▶ **Exercise**
Rewrite the whole listing below, putting "central point" wherever "innermost point" appears and leaving everything else unchanged.

▶ **Information given**

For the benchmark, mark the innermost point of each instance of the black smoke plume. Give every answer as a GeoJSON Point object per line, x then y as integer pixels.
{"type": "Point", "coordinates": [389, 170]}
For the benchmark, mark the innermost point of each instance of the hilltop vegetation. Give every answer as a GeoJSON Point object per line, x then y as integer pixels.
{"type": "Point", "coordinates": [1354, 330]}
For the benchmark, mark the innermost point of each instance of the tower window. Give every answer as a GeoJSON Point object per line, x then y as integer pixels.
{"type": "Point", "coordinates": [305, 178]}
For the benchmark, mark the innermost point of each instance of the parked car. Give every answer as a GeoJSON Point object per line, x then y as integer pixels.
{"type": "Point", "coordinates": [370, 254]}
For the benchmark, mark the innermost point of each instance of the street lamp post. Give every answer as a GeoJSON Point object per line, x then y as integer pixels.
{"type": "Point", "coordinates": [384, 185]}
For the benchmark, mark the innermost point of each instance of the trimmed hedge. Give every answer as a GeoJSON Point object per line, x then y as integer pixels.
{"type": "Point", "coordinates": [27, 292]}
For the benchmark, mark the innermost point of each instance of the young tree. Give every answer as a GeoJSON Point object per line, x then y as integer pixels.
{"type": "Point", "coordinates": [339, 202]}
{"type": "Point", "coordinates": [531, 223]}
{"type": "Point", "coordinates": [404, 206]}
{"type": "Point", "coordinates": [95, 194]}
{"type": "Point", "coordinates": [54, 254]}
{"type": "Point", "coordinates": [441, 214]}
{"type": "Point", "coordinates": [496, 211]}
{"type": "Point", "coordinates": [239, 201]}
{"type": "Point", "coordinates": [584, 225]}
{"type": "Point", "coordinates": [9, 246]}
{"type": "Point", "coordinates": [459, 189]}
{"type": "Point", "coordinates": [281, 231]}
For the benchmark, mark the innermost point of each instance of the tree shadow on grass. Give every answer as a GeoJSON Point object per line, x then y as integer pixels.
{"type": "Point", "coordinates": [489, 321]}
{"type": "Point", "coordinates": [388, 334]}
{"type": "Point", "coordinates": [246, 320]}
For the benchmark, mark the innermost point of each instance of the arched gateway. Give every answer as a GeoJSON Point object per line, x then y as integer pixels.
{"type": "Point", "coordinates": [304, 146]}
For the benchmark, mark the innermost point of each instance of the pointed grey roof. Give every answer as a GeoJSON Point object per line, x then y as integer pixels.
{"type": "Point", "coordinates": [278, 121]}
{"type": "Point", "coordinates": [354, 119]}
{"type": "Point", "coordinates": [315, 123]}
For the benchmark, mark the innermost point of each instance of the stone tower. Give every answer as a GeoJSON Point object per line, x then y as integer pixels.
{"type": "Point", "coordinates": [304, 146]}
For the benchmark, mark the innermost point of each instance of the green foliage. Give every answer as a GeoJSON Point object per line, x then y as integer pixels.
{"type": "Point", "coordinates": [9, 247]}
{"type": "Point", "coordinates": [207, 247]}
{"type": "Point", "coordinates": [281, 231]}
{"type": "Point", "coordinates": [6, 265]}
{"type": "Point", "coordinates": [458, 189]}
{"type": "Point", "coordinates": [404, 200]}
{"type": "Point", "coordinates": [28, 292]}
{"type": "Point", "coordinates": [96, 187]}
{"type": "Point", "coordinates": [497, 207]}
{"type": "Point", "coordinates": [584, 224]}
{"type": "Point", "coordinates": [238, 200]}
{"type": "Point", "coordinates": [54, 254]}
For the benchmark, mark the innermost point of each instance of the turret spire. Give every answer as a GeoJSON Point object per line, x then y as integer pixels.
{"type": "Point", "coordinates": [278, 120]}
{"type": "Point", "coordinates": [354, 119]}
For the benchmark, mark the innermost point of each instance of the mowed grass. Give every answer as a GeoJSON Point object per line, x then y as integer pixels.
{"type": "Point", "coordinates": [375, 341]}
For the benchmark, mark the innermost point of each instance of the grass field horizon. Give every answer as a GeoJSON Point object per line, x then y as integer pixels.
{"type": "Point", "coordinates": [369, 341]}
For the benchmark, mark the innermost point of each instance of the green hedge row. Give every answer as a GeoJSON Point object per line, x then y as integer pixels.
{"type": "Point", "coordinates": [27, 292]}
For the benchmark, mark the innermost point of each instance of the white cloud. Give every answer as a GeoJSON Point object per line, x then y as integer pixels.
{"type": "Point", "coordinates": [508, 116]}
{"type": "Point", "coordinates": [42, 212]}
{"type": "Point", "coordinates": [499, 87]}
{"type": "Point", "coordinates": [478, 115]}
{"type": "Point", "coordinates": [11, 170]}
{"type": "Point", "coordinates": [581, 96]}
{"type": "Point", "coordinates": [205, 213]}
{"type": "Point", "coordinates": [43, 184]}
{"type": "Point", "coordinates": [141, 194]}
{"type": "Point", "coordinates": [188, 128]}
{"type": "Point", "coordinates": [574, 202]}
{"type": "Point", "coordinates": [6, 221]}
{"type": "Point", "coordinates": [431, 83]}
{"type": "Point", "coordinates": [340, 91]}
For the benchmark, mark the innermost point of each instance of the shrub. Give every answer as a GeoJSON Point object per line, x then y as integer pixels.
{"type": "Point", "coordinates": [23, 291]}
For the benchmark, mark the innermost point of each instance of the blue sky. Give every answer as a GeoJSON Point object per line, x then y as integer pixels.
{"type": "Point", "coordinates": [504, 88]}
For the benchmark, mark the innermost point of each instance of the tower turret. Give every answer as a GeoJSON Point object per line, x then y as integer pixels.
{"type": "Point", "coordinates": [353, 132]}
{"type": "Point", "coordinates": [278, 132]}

▶ **Task result**
For the benchmark, mark the central point of each instance of the black smoke plume. Give every answer as a GeoJSON Point object per line, x then y as integer pixels.
{"type": "Point", "coordinates": [389, 170]}
For the benchmark, mark the central point of each instance of the hilltop vegetation. Give every answer as a GeoJSON Point object per line, x then y as integer pixels.
{"type": "Point", "coordinates": [1354, 330]}
For the benchmark, mark the central point of each instance of the tower window. Give every answer as a GeoJSON Point object per line, x then y as integer pixels.
{"type": "Point", "coordinates": [305, 178]}
For the benchmark, mark the central point of each instance of the parked car. Give every answer as a GeoJSON Point object per line, x then y as integer pixels.
{"type": "Point", "coordinates": [370, 254]}
For the benchmark, mark the central point of each instance of the street lamp post. Give every answer as a GeoJSON Point object per line, x then y as integer pixels.
{"type": "Point", "coordinates": [384, 185]}
For the benchmark, mark the central point of each instance of the trimmed hedge. Give every answer as a GeoJSON Point object per line, x then y as integer pixels.
{"type": "Point", "coordinates": [27, 292]}
For the benchmark, mark the central point of each instance of the young tree. Give every answer as a GeoJSON Point object per line, x then y as integer pixels.
{"type": "Point", "coordinates": [339, 202]}
{"type": "Point", "coordinates": [531, 223]}
{"type": "Point", "coordinates": [404, 206]}
{"type": "Point", "coordinates": [95, 194]}
{"type": "Point", "coordinates": [54, 254]}
{"type": "Point", "coordinates": [441, 214]}
{"type": "Point", "coordinates": [496, 211]}
{"type": "Point", "coordinates": [239, 201]}
{"type": "Point", "coordinates": [584, 225]}
{"type": "Point", "coordinates": [9, 246]}
{"type": "Point", "coordinates": [459, 189]}
{"type": "Point", "coordinates": [281, 231]}
For the benchmark, mark the central point of each instance of the tree shadow on grass. Give every answer as a GeoJSON Point object per line, x then y as integer pixels.
{"type": "Point", "coordinates": [489, 321]}
{"type": "Point", "coordinates": [388, 334]}
{"type": "Point", "coordinates": [246, 320]}
For the benchmark, mark the central point of each instance of the arched gateway. Give every answer as a GeoJSON Point object per line, x then y as integer pixels.
{"type": "Point", "coordinates": [304, 146]}
For the benchmark, mark the central point of each instance of the pointed grey roof. Give every answer as a GeoJSON Point object per line, x then y as integer pixels.
{"type": "Point", "coordinates": [278, 121]}
{"type": "Point", "coordinates": [354, 119]}
{"type": "Point", "coordinates": [315, 123]}
For the benchmark, mark the central point of each instance of the stone tower. Give every answer as a GeoJSON Point object per line, x then y as integer pixels.
{"type": "Point", "coordinates": [304, 146]}
For the benchmark, mark the central point of each instance of the green foliage. Give every answer as a GeoJSON Point object per line, x then y as integer pixels.
{"type": "Point", "coordinates": [9, 247]}
{"type": "Point", "coordinates": [207, 247]}
{"type": "Point", "coordinates": [281, 231]}
{"type": "Point", "coordinates": [6, 265]}
{"type": "Point", "coordinates": [458, 189]}
{"type": "Point", "coordinates": [404, 200]}
{"type": "Point", "coordinates": [28, 292]}
{"type": "Point", "coordinates": [96, 187]}
{"type": "Point", "coordinates": [497, 207]}
{"type": "Point", "coordinates": [584, 224]}
{"type": "Point", "coordinates": [238, 200]}
{"type": "Point", "coordinates": [54, 254]}
For the benchmark, mark the central point of each instance of the turret spire. Give every answer as a GeoJSON Point object per line, x then y as integer pixels.
{"type": "Point", "coordinates": [278, 120]}
{"type": "Point", "coordinates": [354, 119]}
For the benchmark, mark the central point of each instance of the mowed grass. Give every answer as a GeoJSON Point object per line, x then y as integer pixels.
{"type": "Point", "coordinates": [375, 341]}
For the benchmark, mark the central point of each instance of the grass field horizon. Give every answer as a GeoJSON Point object per line, x then y as integer pixels.
{"type": "Point", "coordinates": [369, 341]}
For the benchmark, mark the central point of each instance of the green hedge row. Give every answer as a GeoJSON Point object per line, x then y as integer pixels.
{"type": "Point", "coordinates": [27, 292]}
For the benchmark, mark the central point of each instance of the white cloud. Give every answer as a GeoJSON Point object per line, x then y as integer pixels.
{"type": "Point", "coordinates": [508, 116]}
{"type": "Point", "coordinates": [42, 212]}
{"type": "Point", "coordinates": [499, 87]}
{"type": "Point", "coordinates": [478, 115]}
{"type": "Point", "coordinates": [11, 170]}
{"type": "Point", "coordinates": [581, 96]}
{"type": "Point", "coordinates": [205, 213]}
{"type": "Point", "coordinates": [43, 184]}
{"type": "Point", "coordinates": [141, 194]}
{"type": "Point", "coordinates": [188, 128]}
{"type": "Point", "coordinates": [574, 202]}
{"type": "Point", "coordinates": [6, 221]}
{"type": "Point", "coordinates": [431, 83]}
{"type": "Point", "coordinates": [340, 91]}
For the benchmark, mark the central point of each instance of the shrub. Give every answer as a GeoJSON Point object per line, x then y as integer pixels.
{"type": "Point", "coordinates": [23, 291]}
For the benchmark, mark the central point of each instance of the blue sky. Give every answer as a GeoJSON Point object per line, x then y as integer pixels.
{"type": "Point", "coordinates": [504, 88]}
For the benchmark, mark the central point of each instance of the tower turret. Give every answer as a GeoJSON Point object per line, x then y as integer pixels.
{"type": "Point", "coordinates": [353, 132]}
{"type": "Point", "coordinates": [278, 132]}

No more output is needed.